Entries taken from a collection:
○ ○ ○ ○ ○

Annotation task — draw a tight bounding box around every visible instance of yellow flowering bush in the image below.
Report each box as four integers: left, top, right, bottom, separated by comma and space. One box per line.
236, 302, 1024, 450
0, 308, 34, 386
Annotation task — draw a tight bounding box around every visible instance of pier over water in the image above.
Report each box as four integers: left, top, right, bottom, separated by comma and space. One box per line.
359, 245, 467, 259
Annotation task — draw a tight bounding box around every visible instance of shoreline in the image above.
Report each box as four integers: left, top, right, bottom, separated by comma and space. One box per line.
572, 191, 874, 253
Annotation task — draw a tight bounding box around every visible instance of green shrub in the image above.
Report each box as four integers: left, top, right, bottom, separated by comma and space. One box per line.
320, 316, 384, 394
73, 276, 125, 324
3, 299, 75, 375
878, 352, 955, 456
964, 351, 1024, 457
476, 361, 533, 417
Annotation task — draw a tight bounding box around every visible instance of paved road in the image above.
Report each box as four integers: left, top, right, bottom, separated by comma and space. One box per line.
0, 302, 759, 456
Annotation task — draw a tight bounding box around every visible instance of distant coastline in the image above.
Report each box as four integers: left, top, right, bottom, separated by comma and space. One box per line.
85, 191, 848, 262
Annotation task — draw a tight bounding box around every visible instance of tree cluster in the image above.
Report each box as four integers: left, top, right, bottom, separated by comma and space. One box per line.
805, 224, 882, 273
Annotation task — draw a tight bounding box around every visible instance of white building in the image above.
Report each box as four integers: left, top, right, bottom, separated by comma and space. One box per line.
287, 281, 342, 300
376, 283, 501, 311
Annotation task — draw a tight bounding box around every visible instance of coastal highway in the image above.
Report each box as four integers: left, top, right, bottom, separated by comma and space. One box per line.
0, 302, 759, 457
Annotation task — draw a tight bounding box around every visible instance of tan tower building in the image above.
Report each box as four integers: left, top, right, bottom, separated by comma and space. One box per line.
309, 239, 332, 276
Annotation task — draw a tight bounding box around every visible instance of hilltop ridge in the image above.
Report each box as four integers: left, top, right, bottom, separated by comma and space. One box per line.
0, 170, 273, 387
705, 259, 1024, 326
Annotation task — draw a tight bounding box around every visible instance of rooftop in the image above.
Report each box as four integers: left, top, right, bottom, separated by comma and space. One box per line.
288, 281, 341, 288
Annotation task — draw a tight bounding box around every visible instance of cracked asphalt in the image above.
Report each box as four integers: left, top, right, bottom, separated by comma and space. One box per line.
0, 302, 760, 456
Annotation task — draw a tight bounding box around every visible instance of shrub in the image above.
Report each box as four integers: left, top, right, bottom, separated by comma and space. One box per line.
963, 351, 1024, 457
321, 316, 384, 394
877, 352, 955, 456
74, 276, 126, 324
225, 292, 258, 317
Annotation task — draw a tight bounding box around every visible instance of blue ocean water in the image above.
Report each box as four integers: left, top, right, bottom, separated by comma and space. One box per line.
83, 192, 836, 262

○ ○ ○ ○ ○

Directions
Could you retype all of the entries exactly, leaving none out?

Response area
Annotation task — draw a tight bounding box around every visible instance of yellow flowering bush in the image below.
Report each box as four integers: left, top, right, bottom, separated by comma and space. One box per line.
236, 302, 1024, 450
0, 308, 34, 386
Annotation task — draw a tight bounding box around every visible instance of pier over water in the image above.
Report each box as four integers: left, top, right, bottom, separated by comma and space. One box per line.
359, 245, 467, 259
Annotation task — draw a tight bounding box around every visible instance of shoreline in the image above.
Report each box as four integers: left, top, right, bottom, separated by comma and space. One box per line.
572, 191, 874, 253
Annotation task — draw a tight bounding box around every visible instance of green shrub in the image above.
Report each box as four integers: left, top, right, bottom, separated by comma and space. One box per line.
320, 316, 384, 394
73, 276, 125, 324
3, 299, 75, 375
878, 352, 955, 456
964, 351, 1024, 457
476, 361, 533, 417
Annotation task — draw a tight bounding box around every visible instance of paved road in the image above.
Report each box as four integers: left, top, right, bottom, separated by comma and space. One box per line.
0, 302, 759, 456
Annotation task — draw a tight bounding box around every visible instance of distant coastline in the image above.
Report each box as four integers: left, top, right, bottom, separated by comma and space. One box per line.
85, 191, 848, 262
Annotation task — draw a tight bounding box around every visible instance of tree cluster in the image above.
Report each box as four integers: left, top, right, bottom, separated by comma and space. One box per line.
805, 224, 882, 273
Annotation task — draw a tight bounding box around every visible instance of white building in the image above.
Report each box as four integers: left, top, right, bottom, separated by comma and space. One box per line.
287, 281, 342, 300
376, 283, 501, 311
Annotation task — draw a tight bounding box around every visible instance of coastal highway in the image above.
Report each box as four integers: left, top, right, bottom, separated by comma and space. One box per line.
0, 302, 759, 457
Annotation task — draw a tight bounding box around every visible instance of tan tower building in the image above.
Report each box as four integers: left, top, right, bottom, separated by comma and space. One box per line.
309, 239, 332, 276
Annotation task — draw a tight bounding box around every visible instance of hilltop ridge in the image above.
Report each box as four integers: left, top, right, bottom, separated by comma and space. One box per line.
0, 170, 273, 387
705, 259, 1024, 326
Annotation task — draw a tight bounding box around every visible instance of rooftop in the image above.
Report each box as four integers: left, top, right, bottom, separated by comma and space. One box per line.
288, 281, 341, 288
Annotation task — draw a tight bounding box around every visible instance of cracked asphalt in the image above.
Report each box as four integers: left, top, right, bottom, separated by comma and space. One box per line.
0, 302, 760, 456
Annotation task — draw a tight bounding box around every visible instance of shrub in the image above.
Report each box as four integers: left, top, right, bottom, separated by comma and space. One box per line.
963, 351, 1024, 457
321, 316, 384, 394
877, 352, 955, 456
74, 276, 126, 324
225, 292, 258, 317
Annotation task — draw a tight bounding box around every visible instance of blue ocean water in the image above.
Report each box as four integers: left, top, right, bottom, separated by comma and space. One box per line.
83, 192, 836, 262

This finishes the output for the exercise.